TEXT TO READ:
--

And seeing him do well, that was just fantastic. It was great for me. If I could have kept doing it, I would have just kept doing it.

 

It taught me perseverance. He had a power. A lot of the old guys had a power.

 

That’s what I called it, a power. B.B. King was another one. Albert King was another one.

 

They just wouldn’t be denied. There was something inside them that they would get on stage with a broken leg and make you ask for an encore. These guys had this, it could be so tired, it could be so wiped out from traveling, they would get up on stage and breathe their last breath.

 

So be it. That’s what always fascinated me. I was always trying to find out how to tap into that amazing power that he had.

 

Born on a bad time, since I began to crawl For bad luck, hard luck and trouble Ever since I was 10 Born on a bad time, since I began to crawl I remember something B.B. King told me a long time ago. Albert said, oh, my son, he just needs a little more confidence. B. goes, well, son, you got the best right there with Albert.

 

But you stay there, he’s going to teach you confidence and stuff. He said, I’ll tell you something though. He said, you go up on stage like you’re the baddest in the world.

 

He said, ain’t nobody better. He said, but do the right thing. Leave it on stage.

 

It’ll always be there when you come back. When you come down the stairs, be humble and be grateful. That’s exactly what B.B. told me.

 

Amazing lesson to learn. So much more important that you be humble and grateful. He said, because then whatever you did on that show, you just multiplied a thousand fold because people looked at you and it takes people less time to know you than it took to begin to get to know you.

 

They could dump you off real quick, but people just love to see that you come down willing to shake a hand. And it’s true because I’ve been on the other side of that where maybe I wasn’t so nice at times, you know, because of the pressures of the business and things. I learn.

 

I learn from these guys. It was also Albert Collins that transitioned you from being a drummer back into playing the guitar, wasn’t it? Well, he was definitely an influence, a big influence, but I started playing guitar when I was like 13. I could get the chills listening to the Bee Gees.

 

Incredible vocals, incredible music. But, Coco, you started playing guitar for Albert Collins, didn’t you? Well, it wasn’t until after I got out of the business that I would every once in a while go to a local gig that Albert was playing or something, but I was out of the business. I was just working as a bartender.

 

Our social life continued on past me playing with him. He was like a dad. He was like a father.

 

He must have been very upset to lose you from the band. Yeah, but he was also quick enough to say, you got to go do what you got to do, son. You got to take care of things.

 

And, yeah, your bills piled up. I don’t want you to lose your van. I don’t want you making your mama pay all those bills.

 

He was an amazing man where he, I’ll give you a for instance, I met a girl in Seattle, Washington, and I was in love. I moved to Seattle, Washington, and I was there for about a year and a half. Of course, everything was going wrong.

 

Lost the girlfriend. Ended up living in my van with my dog. I went to see Albert play.

 

He was in town playing, so I went to see him, and I was just telling him how great it was up here and I’m doing great and all that. He just stood there looking at me, staring at me. Mm-hmm.

--

STATED GOAL 1: Which lines of the entries contain the string "sleeve"? Gather each of them and copy it out.
The interview and the entries were drawn from separate sources.

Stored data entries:
--

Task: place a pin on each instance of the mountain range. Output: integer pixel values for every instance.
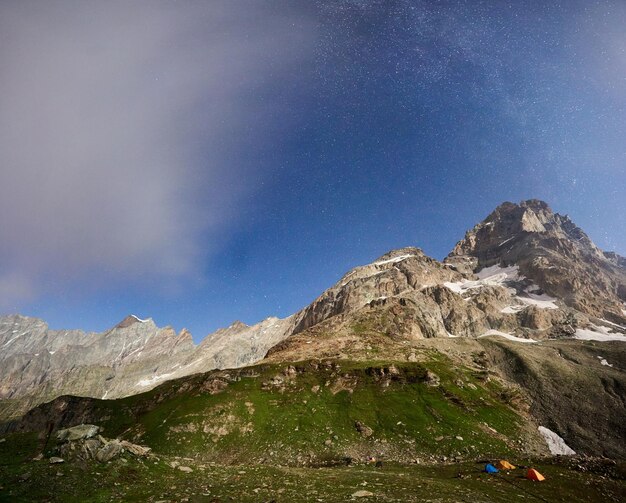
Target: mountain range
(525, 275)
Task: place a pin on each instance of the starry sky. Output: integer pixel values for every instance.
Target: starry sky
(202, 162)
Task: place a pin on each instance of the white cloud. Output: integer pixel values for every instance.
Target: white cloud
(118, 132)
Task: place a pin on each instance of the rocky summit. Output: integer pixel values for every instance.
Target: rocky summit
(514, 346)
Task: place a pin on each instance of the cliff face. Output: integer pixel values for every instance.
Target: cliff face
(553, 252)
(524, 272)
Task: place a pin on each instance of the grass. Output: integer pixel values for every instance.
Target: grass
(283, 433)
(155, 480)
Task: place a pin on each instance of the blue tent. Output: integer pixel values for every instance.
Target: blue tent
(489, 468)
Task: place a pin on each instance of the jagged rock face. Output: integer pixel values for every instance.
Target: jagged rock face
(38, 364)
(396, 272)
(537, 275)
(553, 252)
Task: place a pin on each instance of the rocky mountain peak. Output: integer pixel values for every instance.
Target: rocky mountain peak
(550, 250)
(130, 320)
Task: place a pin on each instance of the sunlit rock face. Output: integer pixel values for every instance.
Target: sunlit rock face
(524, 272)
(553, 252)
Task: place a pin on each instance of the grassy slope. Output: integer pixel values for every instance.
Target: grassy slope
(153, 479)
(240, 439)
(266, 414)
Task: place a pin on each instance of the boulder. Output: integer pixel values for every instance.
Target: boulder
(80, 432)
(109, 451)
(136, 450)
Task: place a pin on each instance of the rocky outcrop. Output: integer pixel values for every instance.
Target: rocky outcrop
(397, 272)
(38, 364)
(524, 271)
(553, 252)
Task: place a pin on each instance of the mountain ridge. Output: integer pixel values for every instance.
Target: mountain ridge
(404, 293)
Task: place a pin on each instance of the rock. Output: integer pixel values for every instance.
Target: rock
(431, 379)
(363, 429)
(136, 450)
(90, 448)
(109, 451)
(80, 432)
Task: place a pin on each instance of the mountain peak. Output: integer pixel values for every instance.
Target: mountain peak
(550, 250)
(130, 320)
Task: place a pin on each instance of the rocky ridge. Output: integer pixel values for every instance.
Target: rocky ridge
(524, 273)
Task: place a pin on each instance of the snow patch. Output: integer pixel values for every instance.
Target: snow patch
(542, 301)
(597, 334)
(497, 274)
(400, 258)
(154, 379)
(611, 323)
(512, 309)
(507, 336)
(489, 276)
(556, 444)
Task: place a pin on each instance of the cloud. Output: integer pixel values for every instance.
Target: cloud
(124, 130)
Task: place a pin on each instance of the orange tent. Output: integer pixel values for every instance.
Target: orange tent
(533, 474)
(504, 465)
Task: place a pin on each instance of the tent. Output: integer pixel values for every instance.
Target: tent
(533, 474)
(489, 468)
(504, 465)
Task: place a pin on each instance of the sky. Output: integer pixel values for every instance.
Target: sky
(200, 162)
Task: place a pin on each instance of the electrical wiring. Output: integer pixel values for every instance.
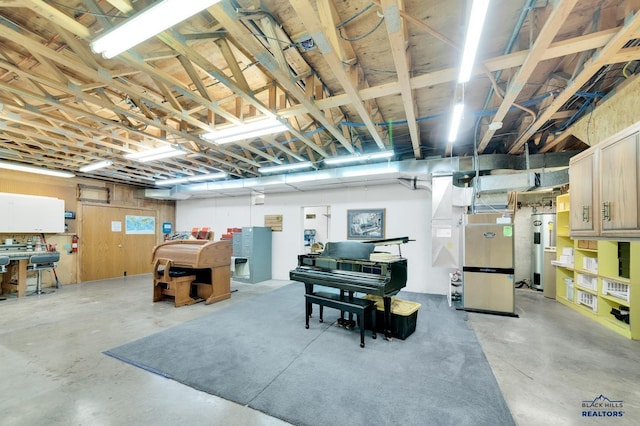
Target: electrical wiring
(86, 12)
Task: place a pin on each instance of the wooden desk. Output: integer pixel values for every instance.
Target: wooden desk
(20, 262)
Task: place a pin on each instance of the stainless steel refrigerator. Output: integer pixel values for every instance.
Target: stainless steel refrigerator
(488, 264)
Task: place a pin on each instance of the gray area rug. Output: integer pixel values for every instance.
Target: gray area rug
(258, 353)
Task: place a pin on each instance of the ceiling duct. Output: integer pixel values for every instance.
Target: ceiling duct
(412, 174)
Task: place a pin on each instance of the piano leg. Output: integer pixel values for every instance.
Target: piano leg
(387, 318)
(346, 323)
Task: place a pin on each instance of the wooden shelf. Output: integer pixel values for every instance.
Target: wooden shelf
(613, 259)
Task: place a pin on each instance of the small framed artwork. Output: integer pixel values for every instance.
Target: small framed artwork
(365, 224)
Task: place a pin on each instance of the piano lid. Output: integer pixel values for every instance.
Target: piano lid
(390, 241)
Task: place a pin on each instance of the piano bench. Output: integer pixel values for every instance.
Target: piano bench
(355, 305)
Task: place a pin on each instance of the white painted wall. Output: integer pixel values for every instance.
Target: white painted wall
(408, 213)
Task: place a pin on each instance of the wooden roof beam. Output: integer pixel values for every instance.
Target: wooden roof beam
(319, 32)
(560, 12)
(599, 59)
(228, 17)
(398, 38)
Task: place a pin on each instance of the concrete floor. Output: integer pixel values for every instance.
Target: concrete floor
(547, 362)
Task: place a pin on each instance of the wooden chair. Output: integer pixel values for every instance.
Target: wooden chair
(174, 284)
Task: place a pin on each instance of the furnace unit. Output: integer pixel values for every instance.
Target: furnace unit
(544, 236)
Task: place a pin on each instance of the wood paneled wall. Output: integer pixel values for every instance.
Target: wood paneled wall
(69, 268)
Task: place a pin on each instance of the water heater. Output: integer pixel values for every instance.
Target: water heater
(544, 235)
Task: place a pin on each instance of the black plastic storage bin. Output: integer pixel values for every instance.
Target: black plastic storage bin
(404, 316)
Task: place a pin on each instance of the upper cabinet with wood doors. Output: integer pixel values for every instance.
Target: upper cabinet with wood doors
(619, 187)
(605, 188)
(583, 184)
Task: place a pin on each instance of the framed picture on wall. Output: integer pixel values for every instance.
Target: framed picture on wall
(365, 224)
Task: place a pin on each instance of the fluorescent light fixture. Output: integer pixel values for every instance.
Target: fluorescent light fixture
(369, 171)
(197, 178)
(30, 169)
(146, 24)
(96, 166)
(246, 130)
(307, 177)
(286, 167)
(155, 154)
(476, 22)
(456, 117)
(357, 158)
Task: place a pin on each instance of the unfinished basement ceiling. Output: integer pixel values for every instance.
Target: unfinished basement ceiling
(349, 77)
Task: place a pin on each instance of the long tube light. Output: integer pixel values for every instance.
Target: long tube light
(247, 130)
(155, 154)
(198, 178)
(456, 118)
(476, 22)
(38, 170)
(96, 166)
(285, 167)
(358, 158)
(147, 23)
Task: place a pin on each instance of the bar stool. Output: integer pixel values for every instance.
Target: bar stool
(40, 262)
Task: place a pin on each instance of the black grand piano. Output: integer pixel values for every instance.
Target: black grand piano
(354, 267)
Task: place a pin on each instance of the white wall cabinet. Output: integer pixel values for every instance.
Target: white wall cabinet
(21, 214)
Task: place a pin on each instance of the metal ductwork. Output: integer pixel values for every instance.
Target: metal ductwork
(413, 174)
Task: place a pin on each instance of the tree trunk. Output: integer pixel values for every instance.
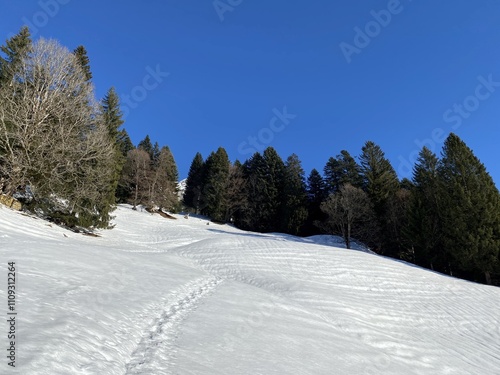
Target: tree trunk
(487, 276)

--

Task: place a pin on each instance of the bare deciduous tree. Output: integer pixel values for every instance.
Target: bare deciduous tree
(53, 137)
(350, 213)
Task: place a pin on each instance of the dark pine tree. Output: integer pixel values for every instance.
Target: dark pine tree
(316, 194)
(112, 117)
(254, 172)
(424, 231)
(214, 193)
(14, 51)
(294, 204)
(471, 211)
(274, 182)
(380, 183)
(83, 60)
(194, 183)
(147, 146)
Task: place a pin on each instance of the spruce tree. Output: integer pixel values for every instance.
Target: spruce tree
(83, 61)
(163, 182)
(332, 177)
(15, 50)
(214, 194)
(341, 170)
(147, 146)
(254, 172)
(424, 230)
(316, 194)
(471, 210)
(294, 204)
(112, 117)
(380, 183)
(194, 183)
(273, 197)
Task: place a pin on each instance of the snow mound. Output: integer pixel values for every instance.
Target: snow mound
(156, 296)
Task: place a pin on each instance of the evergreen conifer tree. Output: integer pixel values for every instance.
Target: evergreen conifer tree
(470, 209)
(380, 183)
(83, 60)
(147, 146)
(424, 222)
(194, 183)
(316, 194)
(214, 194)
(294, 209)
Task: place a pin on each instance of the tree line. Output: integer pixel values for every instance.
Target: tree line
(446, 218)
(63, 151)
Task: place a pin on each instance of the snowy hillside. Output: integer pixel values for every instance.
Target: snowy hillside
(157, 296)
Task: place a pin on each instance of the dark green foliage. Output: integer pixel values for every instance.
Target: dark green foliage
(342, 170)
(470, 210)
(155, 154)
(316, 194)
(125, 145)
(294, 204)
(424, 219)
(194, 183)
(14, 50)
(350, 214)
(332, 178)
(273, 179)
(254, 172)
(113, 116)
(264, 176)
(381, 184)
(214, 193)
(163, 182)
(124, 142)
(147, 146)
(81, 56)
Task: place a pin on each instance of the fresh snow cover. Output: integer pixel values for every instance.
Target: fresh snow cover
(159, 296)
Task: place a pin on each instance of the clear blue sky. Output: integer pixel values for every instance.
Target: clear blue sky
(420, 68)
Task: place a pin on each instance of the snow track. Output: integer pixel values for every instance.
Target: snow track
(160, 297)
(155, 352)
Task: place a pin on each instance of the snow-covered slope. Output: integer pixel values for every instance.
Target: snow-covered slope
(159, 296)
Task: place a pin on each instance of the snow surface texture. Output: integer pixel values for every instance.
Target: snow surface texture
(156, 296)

--

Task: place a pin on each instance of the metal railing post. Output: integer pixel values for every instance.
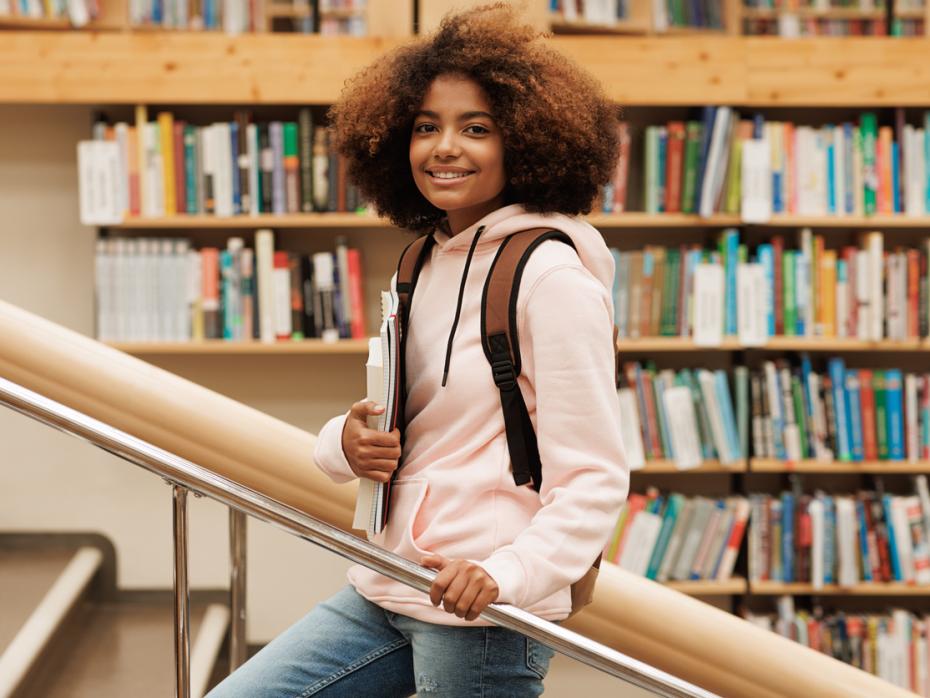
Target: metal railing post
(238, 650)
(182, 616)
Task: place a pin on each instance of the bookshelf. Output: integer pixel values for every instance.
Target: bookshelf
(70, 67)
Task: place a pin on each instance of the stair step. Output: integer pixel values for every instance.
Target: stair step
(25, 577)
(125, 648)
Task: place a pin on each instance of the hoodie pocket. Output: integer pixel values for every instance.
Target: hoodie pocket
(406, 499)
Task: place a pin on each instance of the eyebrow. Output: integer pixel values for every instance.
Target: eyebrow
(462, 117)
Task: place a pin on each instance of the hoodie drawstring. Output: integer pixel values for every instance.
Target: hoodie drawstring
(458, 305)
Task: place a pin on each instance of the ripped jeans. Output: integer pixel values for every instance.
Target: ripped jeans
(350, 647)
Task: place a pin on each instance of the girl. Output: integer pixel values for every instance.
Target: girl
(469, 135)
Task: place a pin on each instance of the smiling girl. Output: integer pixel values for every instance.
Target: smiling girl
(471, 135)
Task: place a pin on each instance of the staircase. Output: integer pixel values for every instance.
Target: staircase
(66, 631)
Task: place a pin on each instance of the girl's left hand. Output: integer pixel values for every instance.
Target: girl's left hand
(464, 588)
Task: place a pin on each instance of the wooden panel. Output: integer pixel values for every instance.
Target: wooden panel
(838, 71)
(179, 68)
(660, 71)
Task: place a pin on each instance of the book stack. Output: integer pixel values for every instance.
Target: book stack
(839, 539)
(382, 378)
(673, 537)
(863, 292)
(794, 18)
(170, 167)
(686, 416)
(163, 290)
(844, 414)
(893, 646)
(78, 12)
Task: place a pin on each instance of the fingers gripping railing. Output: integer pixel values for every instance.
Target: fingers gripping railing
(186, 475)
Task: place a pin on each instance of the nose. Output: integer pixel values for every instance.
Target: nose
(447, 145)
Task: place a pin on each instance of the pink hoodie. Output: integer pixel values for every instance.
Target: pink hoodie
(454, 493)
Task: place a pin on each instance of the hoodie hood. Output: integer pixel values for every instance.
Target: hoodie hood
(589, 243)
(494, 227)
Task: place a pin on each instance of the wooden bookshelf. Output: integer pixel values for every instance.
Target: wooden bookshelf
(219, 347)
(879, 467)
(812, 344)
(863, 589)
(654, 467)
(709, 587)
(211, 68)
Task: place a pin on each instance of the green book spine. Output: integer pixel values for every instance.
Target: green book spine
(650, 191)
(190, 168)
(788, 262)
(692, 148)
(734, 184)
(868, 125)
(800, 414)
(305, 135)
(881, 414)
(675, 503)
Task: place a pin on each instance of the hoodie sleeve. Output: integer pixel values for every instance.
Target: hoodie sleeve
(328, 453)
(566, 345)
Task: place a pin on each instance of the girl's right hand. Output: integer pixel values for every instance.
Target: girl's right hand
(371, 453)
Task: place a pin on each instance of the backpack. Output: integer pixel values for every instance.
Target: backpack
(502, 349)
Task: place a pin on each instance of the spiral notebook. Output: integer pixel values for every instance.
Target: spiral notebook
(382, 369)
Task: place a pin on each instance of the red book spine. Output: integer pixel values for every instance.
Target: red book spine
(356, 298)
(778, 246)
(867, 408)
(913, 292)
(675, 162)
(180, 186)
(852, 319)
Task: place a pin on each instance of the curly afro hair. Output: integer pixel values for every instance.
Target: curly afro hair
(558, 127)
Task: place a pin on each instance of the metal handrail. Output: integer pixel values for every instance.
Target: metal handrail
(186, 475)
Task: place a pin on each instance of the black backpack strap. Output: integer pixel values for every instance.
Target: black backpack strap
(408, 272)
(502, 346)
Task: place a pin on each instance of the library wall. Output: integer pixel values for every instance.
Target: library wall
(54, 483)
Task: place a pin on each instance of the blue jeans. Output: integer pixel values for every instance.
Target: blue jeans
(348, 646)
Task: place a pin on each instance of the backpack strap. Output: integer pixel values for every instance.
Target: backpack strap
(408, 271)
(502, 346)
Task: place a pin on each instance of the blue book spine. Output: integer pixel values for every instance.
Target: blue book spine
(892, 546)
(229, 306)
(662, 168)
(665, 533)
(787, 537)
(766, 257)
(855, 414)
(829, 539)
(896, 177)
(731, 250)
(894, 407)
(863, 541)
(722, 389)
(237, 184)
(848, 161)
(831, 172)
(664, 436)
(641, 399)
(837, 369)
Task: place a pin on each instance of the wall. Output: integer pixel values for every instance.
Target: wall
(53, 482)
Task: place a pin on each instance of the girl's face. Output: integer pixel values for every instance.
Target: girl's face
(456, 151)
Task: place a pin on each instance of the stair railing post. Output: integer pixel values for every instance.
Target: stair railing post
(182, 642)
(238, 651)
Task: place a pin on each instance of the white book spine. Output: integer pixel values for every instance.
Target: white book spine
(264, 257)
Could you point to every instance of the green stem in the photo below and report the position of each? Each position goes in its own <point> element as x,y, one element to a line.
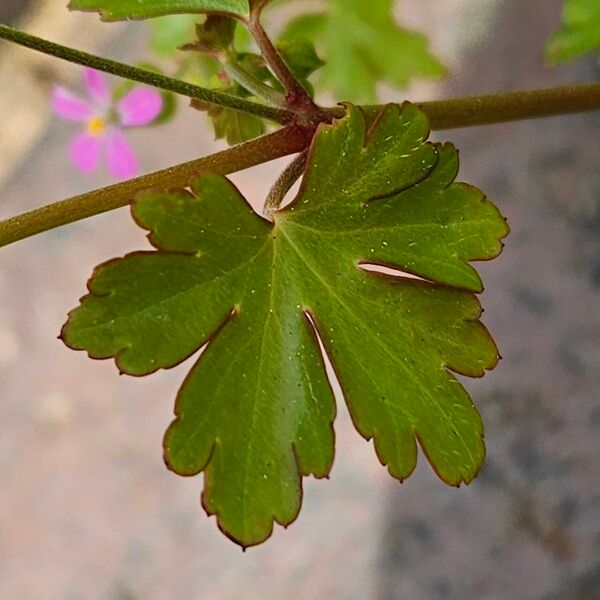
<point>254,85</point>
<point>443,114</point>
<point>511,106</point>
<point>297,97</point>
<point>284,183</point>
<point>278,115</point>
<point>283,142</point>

--

STATED GOAL 2: In the interview, what did B.B. King say to be when you come down the stairs after a show?

EXERCISE RESULT 1:
Task: place a pin on each instance of the hoodie sleeve. Output: integer pixel values for every instance.
Target: hoodie sleeve

EXERCISE RESULT 2: Humble and grateful.